Given text:
Tuesday, January 20, 2015

Lessons Learned About Death

Death is a part of life and we often want to close our eyes to the eventuality. You have those who welcome death, those who fight against it, and those who are resigned. A film maker Lee Chang-jae, a university professor of film, has made the documentary Hospice 2014, taken at a hospice managed by religious sisters. He wanted to  film the life of those who would face death, within a short period of time. Although not a Catholic he selected the Mohyon Hospice because of the atmosphere.

The Catholic Times has an interview with the film maker which gives us a good idea of what he learned from his experience. The first hurdle was to get permission to make the movie. The filming took 10 months; to ask permission to take pictures in such an environment required a great deal of maneuvering and sensitivity. He was able, after much talk, to convince the patients that it would be guidance for those who would come after them, a great gift, and they gave their permission.

Filming of the hour of death was difficult; it is a time for mourning  and he was with his camera. With the editing he says he was present at the death bed of at least 500 persons. Without his drinking, he said, it would not have been possible. He saw the film in the cutting room; doesn't have the courage to see it in a movie house.

What you are asked to do: The text about lessons learned about death sorts people by how they face death. List every one of those attitudes it names. The records have nothing to do with this text.

Information given:
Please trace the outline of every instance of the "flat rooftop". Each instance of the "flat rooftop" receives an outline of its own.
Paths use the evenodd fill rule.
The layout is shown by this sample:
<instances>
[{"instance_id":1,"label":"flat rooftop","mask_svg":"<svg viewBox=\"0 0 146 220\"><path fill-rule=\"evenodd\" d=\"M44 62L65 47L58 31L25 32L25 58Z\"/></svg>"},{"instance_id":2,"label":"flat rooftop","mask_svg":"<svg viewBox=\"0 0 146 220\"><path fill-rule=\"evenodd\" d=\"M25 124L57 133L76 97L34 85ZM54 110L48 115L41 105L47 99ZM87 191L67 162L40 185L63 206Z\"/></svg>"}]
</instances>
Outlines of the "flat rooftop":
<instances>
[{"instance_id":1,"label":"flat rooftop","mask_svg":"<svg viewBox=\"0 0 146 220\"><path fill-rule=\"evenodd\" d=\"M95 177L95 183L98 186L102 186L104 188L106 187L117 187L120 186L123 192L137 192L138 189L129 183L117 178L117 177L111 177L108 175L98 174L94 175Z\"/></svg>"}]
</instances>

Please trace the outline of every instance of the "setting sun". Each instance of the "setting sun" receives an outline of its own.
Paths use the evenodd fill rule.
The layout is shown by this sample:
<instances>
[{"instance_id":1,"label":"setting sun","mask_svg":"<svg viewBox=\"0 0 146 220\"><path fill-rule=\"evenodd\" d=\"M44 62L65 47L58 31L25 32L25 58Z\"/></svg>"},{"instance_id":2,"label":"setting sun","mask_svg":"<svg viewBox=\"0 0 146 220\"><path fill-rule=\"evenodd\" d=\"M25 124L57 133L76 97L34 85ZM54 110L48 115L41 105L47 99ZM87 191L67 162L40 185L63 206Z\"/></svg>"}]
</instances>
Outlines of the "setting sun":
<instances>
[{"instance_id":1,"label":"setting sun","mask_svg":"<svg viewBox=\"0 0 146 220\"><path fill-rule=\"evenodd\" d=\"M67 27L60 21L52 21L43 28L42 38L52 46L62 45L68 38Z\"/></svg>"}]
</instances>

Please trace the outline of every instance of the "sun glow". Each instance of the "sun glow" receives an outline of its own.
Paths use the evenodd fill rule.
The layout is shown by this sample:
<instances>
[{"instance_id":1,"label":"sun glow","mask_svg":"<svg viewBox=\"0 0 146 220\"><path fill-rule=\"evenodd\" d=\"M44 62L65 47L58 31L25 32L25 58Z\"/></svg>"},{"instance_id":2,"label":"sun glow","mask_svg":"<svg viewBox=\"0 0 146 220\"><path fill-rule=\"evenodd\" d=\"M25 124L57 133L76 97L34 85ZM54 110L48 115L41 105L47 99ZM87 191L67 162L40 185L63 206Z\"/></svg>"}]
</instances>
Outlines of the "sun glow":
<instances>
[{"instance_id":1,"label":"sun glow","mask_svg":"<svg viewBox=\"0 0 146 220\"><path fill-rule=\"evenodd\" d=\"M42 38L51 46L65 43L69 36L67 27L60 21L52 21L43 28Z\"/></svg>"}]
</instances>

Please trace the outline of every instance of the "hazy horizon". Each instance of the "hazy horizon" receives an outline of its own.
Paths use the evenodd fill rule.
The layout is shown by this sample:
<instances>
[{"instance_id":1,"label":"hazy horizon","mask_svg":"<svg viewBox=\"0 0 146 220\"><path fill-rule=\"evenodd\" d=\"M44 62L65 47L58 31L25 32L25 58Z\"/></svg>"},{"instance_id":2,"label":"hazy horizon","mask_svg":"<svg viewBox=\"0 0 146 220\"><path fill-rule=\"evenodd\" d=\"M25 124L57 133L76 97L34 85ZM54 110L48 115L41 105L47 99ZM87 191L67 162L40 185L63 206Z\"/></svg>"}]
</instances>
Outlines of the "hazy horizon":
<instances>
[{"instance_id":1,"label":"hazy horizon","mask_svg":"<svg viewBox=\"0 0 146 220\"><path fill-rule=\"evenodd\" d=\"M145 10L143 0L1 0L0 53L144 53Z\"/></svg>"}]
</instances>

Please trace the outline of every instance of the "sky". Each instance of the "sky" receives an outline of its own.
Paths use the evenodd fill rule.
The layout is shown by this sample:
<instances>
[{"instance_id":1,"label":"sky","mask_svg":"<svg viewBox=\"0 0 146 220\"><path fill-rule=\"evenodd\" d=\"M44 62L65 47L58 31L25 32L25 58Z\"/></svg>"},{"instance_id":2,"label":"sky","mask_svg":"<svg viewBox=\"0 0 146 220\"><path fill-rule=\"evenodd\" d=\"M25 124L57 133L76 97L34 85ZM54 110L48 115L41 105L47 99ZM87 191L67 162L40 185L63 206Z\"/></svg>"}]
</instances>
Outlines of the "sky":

Result below:
- Those who welcome death
- Those who fight against it
- Those who are resigned